• Text:
________________________________________

Every month, Sweetwater invites members of the community to come together to relieve stress and make new friends through the therapeutic power of percussion.
From 7 to 8 p.m. on the first Tuesday of each month, individuals from all backgrounds gather to create raw and inspired rhythm.
"It's a very social event," Executive Director of Sweetwater Academy of Music & Technology Bob Bailey explained. "The whole concept of a drum circle is you get a whole group of people together. You start with a basic beat and that grows and evolves and changes overtime based on who is bringing what."
At this free event colleagues, neighbors and strangers try their hand at different percussion instruments while collaborating on a one-of-a-kind rhythmic beat.
"It's sort of a living breathing entity of its own," Bailey said.
Drumming circles are more than just about tapping on a bongo or rattling the tambourine. While the physical act of playing an instrument is certainly important in creating group music, there is a deeper sense of accomplishment and togetherness that takes place during each session.
Using music as a universal language, each participant is able to transcend from their individual rhythm and become a part of something bigger. This can be a chance for spiritual reflection or simply for relaxation.
"It's an opportunity for people to come in who perhaps have high-stress jobs. This is their outlet," Bailey said. "They get to come and hang out with a bunch of other people and play a drum and blow off some steam and have a good time."

________________________________________

Continue the article about Sweetwater's monthly drum circle from the point where it stops.

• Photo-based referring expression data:
________________________________________

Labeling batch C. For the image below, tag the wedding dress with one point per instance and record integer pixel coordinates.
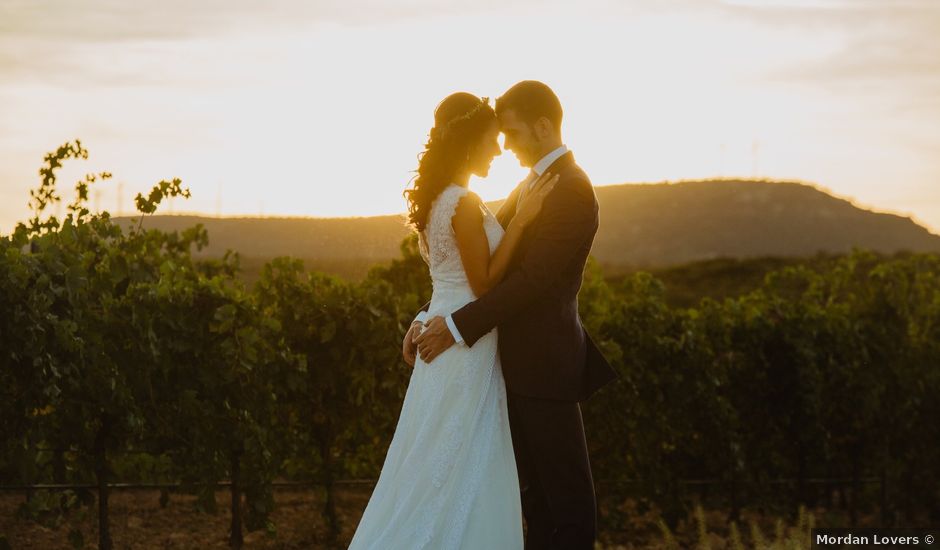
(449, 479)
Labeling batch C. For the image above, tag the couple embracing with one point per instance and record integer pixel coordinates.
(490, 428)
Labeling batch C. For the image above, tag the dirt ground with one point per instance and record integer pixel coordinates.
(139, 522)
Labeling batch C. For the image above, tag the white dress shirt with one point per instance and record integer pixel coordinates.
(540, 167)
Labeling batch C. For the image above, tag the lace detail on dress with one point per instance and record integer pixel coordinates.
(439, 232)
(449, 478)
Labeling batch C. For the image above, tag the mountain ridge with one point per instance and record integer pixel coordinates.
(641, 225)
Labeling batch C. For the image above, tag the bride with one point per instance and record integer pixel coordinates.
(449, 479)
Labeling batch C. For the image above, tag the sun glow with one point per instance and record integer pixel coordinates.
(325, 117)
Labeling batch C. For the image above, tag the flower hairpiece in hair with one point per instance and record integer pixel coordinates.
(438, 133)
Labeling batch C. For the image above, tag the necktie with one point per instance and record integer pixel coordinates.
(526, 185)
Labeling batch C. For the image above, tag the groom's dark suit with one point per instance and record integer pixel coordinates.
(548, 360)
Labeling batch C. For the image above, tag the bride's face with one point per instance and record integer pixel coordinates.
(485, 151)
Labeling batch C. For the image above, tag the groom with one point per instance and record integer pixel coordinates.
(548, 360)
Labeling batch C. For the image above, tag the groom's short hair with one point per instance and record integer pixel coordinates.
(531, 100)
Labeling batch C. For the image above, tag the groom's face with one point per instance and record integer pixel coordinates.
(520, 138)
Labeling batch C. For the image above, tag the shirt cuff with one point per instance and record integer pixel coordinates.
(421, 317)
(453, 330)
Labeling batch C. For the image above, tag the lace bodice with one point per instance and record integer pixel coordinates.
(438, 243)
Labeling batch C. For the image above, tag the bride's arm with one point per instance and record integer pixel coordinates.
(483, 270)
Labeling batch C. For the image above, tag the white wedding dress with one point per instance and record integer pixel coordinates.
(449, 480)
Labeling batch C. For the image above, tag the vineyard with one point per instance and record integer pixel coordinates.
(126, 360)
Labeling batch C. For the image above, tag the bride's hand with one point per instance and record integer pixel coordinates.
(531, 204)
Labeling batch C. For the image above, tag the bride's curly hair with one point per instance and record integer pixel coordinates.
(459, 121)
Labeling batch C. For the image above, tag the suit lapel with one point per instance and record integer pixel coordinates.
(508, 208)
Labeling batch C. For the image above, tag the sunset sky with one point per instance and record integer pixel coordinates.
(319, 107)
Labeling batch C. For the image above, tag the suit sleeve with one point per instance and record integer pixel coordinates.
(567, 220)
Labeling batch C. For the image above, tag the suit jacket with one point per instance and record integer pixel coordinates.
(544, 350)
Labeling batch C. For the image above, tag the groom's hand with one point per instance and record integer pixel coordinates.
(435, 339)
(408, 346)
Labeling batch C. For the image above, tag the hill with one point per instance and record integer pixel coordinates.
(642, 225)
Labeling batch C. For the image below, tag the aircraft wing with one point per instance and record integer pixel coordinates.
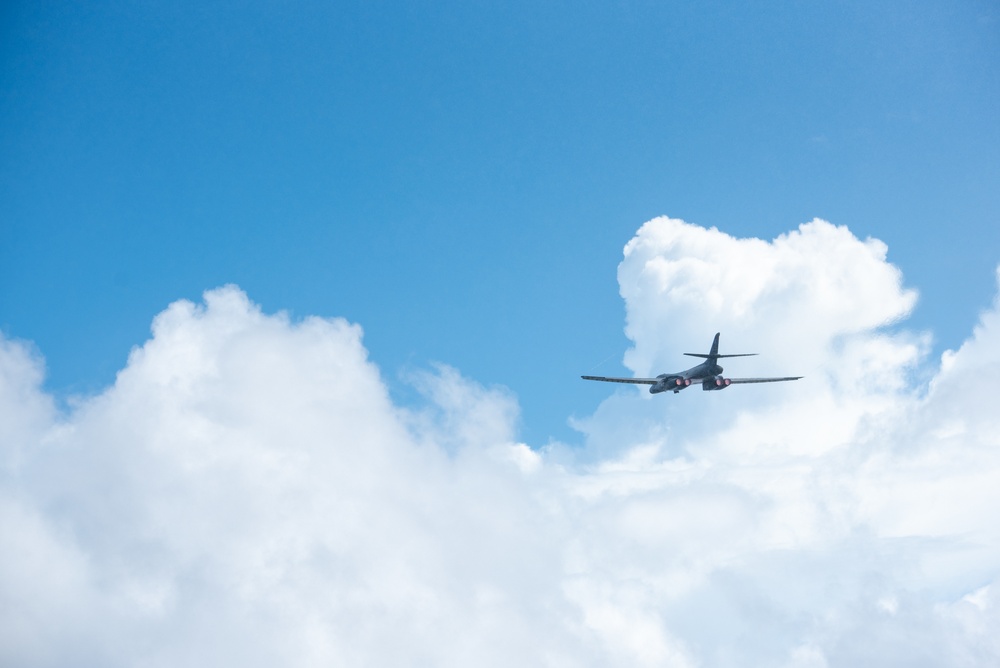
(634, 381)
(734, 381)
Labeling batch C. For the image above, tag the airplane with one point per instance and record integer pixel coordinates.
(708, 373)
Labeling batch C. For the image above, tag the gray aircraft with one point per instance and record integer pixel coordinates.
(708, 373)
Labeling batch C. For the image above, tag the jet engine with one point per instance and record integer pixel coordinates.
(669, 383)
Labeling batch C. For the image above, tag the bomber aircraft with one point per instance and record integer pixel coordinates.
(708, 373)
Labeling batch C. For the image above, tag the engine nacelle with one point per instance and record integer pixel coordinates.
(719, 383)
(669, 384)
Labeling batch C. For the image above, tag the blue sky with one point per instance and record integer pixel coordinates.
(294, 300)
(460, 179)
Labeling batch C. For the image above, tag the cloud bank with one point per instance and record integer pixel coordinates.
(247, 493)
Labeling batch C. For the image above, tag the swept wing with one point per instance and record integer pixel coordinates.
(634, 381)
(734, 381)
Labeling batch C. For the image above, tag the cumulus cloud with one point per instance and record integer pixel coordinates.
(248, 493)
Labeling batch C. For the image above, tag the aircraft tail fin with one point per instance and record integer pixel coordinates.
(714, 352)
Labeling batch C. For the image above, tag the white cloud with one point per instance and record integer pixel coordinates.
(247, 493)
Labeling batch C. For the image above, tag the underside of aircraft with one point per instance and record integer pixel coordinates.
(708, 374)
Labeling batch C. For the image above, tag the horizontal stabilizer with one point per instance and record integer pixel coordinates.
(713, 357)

________________________________________

• Answer to the problem:
And this is not restricted to those who are already seasoned musicians.
"We're happy to have people of all experience levels and everybody can participate on whatever level they want to participate on," he said.
No matter if you are a percussion professional or have never touched a drum in your life, there is a place for you at the Sweetwater drum circle.
In fact, engaging in group music is the best opportunity to try an instrument for the first time. During a drum circle, participants can be exactly as engaged as they want to be.
"Last Tuesday we had 72 people here for the drum circle," Bailey said. "In that size [group] you can almost be anonymous but still enjoy the pleasure of making some kind of music."
Allowing novices a pressure-free role in creating music could be the reason the drum circle is the most popular community event at Sweetwater.
Bailey said drum instructor Doug Laughlin is to thank for the success of this program. He describes Laughlin as a laid-back and welcoming guy.
"He sets the tone for the whole thing ... he actually looks out for new people who are coming in and he definitely will say, 'Hi, welcome, we're glad you're here'."
Laughlin also intentionally allows the group to determine what they want to create together.
"Doug will usually start it and say, 'Okay, we're gonna all play this, just kind of a dun duh duh dun dun duh duh' and everybody will kinda start playing that. And then somebody else will start going, 'duh duh duh duhduhduhduhduh duh duh.' So you have that core constituency that is keeping that basic thing going, but people start adding their own little other rhythmic parts in context of what is going on. So it starts becoming more complex and organically grows."
With such a warm leader and convivial drumming community, it is no wonder participants keep returning to enjoy the open and relaxed vibe.
Another way Sweetwater brings the therapeutic power of drumming to the region is by hosting team-building drum circles. Whether it is for a school, volunteer group or corporate event, Sweetwater can bring the restorative and teaching influence of the drum circle into other environments to help folks work together and have fun.
Sweetwater teaches that the basic principles learned while in a drum circle can translate into any group effort.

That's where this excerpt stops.